• **Aim of the exercise**: Edit the records between the line holding "Mark the brick" and the line holding "point(995, 734)", inclusive, by replacing "crowd of people" with "group of spectators"; give those lines back with nothing else changed.

• **Input**:
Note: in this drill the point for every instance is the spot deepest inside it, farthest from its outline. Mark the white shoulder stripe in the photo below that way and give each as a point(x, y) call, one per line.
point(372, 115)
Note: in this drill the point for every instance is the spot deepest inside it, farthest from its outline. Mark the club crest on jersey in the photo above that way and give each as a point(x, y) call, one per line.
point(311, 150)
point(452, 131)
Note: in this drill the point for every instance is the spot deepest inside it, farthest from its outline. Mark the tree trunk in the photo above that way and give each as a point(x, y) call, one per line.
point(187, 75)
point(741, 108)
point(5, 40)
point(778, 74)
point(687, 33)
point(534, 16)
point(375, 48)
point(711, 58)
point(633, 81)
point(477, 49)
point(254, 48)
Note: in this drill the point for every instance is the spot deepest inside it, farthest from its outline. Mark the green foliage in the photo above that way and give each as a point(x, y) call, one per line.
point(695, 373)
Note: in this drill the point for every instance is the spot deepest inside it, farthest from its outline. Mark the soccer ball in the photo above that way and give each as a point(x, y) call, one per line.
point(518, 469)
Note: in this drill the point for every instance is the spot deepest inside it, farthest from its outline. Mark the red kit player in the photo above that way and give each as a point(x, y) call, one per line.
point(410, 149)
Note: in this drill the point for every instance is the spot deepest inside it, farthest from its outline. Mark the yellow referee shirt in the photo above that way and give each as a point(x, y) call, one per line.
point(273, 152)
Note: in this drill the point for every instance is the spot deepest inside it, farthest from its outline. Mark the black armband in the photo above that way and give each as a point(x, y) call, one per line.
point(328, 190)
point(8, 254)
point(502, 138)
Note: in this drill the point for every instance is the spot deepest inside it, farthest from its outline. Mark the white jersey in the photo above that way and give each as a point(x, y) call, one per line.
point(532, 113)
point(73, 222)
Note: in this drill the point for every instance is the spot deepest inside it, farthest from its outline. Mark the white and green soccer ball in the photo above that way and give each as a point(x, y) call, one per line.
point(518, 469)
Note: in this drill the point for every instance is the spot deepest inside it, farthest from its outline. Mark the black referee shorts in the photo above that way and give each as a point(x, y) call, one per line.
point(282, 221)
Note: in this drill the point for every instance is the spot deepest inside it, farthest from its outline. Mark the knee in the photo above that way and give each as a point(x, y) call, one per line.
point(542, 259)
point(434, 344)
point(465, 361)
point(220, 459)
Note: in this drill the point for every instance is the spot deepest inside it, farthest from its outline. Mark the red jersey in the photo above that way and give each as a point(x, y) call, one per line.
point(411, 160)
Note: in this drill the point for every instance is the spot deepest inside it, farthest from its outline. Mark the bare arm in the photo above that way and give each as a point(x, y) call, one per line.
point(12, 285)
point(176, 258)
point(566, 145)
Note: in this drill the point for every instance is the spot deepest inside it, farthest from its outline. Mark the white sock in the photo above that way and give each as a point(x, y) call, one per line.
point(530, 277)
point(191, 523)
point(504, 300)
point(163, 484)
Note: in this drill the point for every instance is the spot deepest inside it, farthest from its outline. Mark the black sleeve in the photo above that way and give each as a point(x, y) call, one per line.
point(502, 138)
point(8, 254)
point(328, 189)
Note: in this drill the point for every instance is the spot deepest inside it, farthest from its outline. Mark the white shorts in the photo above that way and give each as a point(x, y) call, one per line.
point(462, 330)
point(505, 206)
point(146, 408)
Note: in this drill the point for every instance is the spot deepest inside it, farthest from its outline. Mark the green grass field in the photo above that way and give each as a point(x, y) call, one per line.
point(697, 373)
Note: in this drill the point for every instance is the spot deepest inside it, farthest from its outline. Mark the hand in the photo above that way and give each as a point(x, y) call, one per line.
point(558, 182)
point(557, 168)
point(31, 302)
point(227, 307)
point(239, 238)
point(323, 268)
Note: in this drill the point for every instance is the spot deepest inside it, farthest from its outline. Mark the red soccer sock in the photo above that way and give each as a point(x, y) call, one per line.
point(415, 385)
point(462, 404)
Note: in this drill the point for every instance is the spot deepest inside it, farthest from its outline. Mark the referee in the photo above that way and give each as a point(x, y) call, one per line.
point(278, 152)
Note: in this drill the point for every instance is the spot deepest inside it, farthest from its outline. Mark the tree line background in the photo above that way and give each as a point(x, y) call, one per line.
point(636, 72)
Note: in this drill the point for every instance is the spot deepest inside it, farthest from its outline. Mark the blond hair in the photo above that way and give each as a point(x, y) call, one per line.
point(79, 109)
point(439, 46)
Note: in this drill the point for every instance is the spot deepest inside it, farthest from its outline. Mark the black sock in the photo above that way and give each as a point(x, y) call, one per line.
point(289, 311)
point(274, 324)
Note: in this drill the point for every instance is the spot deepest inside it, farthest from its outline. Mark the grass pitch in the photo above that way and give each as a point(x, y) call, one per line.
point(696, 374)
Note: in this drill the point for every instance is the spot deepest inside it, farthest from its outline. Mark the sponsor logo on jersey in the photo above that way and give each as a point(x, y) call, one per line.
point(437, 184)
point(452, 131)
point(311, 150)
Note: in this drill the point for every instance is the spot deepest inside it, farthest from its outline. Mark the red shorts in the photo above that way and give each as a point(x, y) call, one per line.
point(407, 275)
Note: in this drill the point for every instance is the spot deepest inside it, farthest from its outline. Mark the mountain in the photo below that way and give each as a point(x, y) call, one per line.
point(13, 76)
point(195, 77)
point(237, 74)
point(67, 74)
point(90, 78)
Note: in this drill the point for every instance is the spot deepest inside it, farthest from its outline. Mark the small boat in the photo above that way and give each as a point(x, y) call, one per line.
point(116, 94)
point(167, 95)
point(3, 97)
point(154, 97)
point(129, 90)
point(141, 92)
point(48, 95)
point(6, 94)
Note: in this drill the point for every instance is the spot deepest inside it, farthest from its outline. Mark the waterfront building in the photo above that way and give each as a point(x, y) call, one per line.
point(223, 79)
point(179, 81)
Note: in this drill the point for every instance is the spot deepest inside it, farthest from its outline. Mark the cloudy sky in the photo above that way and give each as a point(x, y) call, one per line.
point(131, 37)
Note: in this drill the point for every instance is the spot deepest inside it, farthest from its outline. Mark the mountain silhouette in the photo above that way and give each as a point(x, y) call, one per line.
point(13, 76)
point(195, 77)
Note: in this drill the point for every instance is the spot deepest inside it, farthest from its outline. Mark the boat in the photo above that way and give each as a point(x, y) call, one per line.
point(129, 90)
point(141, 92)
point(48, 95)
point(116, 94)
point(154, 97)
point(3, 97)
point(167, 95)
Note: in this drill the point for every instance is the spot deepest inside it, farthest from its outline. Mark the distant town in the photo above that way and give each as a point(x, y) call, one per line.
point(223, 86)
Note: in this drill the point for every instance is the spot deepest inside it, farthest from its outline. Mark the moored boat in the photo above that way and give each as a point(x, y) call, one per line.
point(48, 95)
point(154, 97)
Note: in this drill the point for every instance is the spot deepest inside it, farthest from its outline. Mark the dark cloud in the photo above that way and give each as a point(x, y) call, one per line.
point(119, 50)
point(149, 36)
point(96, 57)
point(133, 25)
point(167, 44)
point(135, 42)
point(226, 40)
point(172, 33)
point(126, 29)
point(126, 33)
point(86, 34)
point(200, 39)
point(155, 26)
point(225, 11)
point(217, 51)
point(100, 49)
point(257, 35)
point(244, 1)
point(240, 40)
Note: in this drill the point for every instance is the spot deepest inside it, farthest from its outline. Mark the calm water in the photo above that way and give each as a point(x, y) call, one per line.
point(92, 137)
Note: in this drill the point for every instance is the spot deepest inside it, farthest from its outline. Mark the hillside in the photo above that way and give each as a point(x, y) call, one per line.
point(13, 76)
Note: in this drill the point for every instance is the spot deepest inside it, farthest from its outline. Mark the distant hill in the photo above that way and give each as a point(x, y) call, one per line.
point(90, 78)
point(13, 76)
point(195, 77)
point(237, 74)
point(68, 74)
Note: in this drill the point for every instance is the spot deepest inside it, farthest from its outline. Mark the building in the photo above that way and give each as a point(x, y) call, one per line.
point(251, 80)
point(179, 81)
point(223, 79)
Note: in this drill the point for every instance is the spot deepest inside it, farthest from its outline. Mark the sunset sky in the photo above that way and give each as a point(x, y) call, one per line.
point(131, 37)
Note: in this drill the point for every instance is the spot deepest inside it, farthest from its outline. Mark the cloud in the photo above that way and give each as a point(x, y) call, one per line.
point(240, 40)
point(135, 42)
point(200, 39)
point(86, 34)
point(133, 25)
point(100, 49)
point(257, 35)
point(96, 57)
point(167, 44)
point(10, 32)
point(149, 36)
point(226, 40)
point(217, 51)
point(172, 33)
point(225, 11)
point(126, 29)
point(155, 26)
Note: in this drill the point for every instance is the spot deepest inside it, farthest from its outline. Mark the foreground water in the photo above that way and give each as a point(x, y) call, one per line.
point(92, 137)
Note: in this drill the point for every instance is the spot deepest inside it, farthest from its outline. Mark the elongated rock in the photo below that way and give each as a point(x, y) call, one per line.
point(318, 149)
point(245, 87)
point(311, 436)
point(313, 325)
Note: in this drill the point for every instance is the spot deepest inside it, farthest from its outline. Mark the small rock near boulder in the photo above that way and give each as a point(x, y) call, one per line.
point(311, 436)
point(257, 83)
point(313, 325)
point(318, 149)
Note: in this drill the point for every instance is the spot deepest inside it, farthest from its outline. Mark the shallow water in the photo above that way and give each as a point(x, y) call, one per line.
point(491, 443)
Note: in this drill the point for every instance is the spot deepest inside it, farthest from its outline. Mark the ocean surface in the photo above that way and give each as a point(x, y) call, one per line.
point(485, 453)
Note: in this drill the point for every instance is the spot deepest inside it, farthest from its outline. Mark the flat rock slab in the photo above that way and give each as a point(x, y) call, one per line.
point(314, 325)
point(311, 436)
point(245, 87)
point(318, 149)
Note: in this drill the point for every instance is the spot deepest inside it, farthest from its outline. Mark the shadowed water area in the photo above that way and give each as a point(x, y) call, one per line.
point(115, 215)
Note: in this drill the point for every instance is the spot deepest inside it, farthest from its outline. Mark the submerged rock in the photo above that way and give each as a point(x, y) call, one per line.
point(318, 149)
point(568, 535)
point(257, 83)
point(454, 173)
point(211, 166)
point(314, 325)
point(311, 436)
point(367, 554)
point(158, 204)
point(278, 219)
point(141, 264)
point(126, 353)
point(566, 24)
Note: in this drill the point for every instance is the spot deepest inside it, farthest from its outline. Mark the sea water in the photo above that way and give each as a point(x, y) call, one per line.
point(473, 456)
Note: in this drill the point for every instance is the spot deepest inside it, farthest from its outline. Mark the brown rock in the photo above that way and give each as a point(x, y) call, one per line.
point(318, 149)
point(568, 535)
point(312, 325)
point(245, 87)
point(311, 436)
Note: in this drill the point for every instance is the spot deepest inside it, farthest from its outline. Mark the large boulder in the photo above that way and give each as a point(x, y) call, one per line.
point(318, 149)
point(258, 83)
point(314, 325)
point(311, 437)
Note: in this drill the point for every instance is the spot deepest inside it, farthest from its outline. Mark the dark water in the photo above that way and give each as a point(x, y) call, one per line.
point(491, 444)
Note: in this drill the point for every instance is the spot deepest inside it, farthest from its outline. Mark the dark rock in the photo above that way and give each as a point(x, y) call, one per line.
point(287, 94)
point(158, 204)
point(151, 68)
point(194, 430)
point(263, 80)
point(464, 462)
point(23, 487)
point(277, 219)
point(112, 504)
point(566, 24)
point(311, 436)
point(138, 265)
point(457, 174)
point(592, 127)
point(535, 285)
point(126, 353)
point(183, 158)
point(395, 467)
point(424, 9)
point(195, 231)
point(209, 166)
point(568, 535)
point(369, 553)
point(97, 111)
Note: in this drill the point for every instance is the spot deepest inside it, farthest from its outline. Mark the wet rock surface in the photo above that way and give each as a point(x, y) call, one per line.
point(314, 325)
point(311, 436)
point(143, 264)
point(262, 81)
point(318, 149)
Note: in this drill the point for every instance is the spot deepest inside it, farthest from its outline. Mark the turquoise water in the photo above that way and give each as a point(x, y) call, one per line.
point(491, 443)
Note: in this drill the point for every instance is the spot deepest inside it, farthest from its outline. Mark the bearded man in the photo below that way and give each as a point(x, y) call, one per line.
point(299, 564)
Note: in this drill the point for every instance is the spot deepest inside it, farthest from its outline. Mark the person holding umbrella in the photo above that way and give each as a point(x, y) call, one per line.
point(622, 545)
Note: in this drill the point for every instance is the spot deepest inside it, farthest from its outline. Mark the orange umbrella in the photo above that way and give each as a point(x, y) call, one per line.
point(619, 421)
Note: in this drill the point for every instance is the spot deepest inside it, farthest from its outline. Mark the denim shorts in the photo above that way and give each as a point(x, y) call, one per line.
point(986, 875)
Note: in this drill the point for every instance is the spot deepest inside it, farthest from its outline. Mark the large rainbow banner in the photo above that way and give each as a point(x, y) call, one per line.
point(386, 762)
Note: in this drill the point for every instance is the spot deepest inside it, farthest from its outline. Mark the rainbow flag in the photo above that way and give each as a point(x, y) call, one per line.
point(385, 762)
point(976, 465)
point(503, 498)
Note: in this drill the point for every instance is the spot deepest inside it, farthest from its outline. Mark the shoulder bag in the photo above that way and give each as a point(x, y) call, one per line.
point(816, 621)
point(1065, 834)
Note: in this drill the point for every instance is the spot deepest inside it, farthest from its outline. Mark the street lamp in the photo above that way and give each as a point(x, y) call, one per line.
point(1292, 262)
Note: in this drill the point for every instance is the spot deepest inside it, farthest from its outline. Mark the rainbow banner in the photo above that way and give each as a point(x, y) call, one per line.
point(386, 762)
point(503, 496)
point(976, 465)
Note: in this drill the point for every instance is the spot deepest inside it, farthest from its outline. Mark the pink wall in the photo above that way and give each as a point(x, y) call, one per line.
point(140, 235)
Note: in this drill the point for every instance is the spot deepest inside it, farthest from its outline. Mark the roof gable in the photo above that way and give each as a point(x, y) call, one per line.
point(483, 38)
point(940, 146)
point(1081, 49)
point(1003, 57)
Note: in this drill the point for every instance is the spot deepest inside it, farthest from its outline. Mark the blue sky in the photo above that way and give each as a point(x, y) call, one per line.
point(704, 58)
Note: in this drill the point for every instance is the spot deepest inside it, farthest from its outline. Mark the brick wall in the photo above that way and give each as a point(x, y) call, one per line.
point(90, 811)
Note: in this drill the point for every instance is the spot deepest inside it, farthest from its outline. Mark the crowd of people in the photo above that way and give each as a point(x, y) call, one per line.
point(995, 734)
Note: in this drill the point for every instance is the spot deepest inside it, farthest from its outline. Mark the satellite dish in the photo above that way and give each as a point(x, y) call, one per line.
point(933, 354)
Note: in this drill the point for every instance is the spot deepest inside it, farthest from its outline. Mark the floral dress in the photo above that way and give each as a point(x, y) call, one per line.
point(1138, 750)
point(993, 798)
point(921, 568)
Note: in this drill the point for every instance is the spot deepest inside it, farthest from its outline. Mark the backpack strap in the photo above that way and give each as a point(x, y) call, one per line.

• **Answer**:
Note: in this drill the point for every instance is the spot deepest inside it, farthest from its outline. Mark the brick wall in the photo above that way and give each as a point(x, y) call, one per line.
point(90, 811)
Note: in this drill the point for every instance is the spot deepest inside it, farthest from its outline. Mark the group of spectators in the photo above that way and give each as a point(x, y) call, one per line.
point(995, 734)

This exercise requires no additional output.